* begin DATA TO PROCESS *
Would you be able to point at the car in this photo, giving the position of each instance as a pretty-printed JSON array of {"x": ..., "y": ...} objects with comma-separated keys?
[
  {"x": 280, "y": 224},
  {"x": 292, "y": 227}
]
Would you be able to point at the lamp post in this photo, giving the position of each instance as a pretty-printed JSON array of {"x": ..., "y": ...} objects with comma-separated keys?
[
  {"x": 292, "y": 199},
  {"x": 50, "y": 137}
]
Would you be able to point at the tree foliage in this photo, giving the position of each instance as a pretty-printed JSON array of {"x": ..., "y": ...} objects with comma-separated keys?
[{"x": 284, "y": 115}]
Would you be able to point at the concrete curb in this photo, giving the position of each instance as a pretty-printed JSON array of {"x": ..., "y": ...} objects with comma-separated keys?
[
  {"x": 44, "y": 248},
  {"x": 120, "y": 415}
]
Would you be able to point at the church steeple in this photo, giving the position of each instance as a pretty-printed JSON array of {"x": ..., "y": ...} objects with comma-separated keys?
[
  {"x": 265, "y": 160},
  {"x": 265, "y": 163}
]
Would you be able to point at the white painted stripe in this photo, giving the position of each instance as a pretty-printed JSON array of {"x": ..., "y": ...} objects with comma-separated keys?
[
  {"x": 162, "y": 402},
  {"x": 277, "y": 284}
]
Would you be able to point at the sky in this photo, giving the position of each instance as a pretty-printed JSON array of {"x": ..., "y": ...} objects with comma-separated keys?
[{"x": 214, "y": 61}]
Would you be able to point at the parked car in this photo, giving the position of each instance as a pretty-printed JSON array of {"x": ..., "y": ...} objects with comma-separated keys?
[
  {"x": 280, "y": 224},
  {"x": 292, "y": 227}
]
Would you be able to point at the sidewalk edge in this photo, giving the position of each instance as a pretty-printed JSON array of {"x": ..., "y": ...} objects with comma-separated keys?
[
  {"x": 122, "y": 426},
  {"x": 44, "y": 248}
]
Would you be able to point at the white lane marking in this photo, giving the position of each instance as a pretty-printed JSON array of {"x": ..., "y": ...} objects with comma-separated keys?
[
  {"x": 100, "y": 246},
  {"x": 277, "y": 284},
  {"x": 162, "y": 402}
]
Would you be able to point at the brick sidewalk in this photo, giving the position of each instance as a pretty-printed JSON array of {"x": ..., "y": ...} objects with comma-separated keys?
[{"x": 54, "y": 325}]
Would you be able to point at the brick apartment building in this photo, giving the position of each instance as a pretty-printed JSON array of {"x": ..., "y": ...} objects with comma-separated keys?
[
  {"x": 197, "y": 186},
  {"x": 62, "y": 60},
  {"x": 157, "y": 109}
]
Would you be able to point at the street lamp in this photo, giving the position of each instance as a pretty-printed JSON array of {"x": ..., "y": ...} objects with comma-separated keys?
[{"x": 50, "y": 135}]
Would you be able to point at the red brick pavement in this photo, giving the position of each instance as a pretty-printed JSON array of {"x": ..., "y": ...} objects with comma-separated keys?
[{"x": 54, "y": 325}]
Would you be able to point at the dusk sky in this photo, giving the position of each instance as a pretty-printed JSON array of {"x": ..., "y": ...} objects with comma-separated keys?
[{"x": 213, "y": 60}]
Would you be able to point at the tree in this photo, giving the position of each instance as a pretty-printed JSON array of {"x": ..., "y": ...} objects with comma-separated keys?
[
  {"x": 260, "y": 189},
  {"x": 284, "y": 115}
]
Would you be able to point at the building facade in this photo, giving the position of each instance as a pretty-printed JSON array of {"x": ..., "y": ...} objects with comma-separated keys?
* end DATA TO PROCESS *
(STATED TASK) Extract every line above exactly as it stands.

(SOLUTION TO THIS TASK)
Would you be able to point at the car in this photo, giving the position of each instance as a pretty-printed JSON array of {"x": ..., "y": ...} objects with comma-separated keys?
[
  {"x": 280, "y": 224},
  {"x": 292, "y": 227}
]
Would you be able to point at the lamp post in this photo, giving the position of each instance as a pretty-printed JSON array of {"x": ..., "y": ...} objects with comma-separated keys?
[
  {"x": 292, "y": 199},
  {"x": 50, "y": 137}
]
Would you be able to point at the tree foliage in this photo, giving the position of each instance as a pretty-printed JSON array of {"x": ..., "y": ...} objects with comma-separated keys?
[{"x": 284, "y": 115}]
Would you be able to point at the concrete curb in this photo, giving the position of each instance as a pretty-printed JSON array of {"x": ..., "y": ...} objects with comma-separated keys?
[
  {"x": 44, "y": 248},
  {"x": 120, "y": 415}
]
Would you be able to point at the church steeple in this photo, giving the position of each instance as a pretty-printed JSON array of {"x": ..., "y": ...} objects with comma-separated keys?
[
  {"x": 265, "y": 160},
  {"x": 265, "y": 163}
]
Would you be able to point at the white painted stripe in this photo, giving the position of each instance as a pretty-printed JSON array of {"x": ..., "y": ...} objects with comma-separated keys?
[
  {"x": 162, "y": 402},
  {"x": 277, "y": 284}
]
Would you be able to point at the sky in this photo, giving the position of each instance as a pretty-printed JSON array of {"x": ..., "y": ...} objects with comma-separated keys?
[{"x": 214, "y": 61}]
Would you be able to point at the parked car in this photo, giving the position of each instance as a pretty-printed JSON array of {"x": ..., "y": ...} objects with comma-separated keys?
[
  {"x": 280, "y": 224},
  {"x": 292, "y": 227}
]
Would you be able to point at the sidewalk edge in this photo, giving the position of each instance as a pretty-printed JSON array of {"x": ..., "y": ...} objects with comma-separated keys?
[
  {"x": 122, "y": 426},
  {"x": 44, "y": 248}
]
Would you be able to point at the white lane marking in this photo, giving the position of each instance as a pretty-printed JSON array of {"x": ..., "y": ...} objects with comma-separated keys?
[
  {"x": 100, "y": 246},
  {"x": 277, "y": 284},
  {"x": 162, "y": 402}
]
Would you be able to point at the brick sidewalk in this photo, giving the position of each instance as a pretty-printed JSON array of {"x": ..., "y": ...} objects with comma-separated keys?
[{"x": 54, "y": 325}]
Would you be able to point at the brick apartment building in this photo, giving the position of each instance as a pretty-printed JSON array of {"x": ..., "y": ...} objects with comma-separated keys?
[
  {"x": 197, "y": 186},
  {"x": 62, "y": 60},
  {"x": 157, "y": 109}
]
Would you be able to point at the street lamp in this photo, giving the position of each instance as a pretty-printed JSON array of {"x": ..., "y": ...} objects with comma-separated keys?
[{"x": 50, "y": 135}]
Would you be able to point at the red brick pavement in this photo, giving the position of each instance as a pretty-printed JSON array of {"x": ..., "y": ...} objects with comma-separated keys?
[{"x": 54, "y": 325}]
Would you be able to point at the dusk sky in this photo, giving the position of each instance as a pretty-printed JSON array of {"x": ..., "y": ...} objects with comma-separated keys?
[{"x": 213, "y": 60}]
Would you be able to point at the tree in this photo, giving the position of each instance as a pretty-printed JSON array of {"x": ..., "y": ...} objects with comma-separated keys?
[
  {"x": 260, "y": 189},
  {"x": 284, "y": 115}
]
Would you be able to point at the building facade in this photo, giving the position of each instance as a pretty-printed JSON array of {"x": ..., "y": ...} objects with comma-separated keys?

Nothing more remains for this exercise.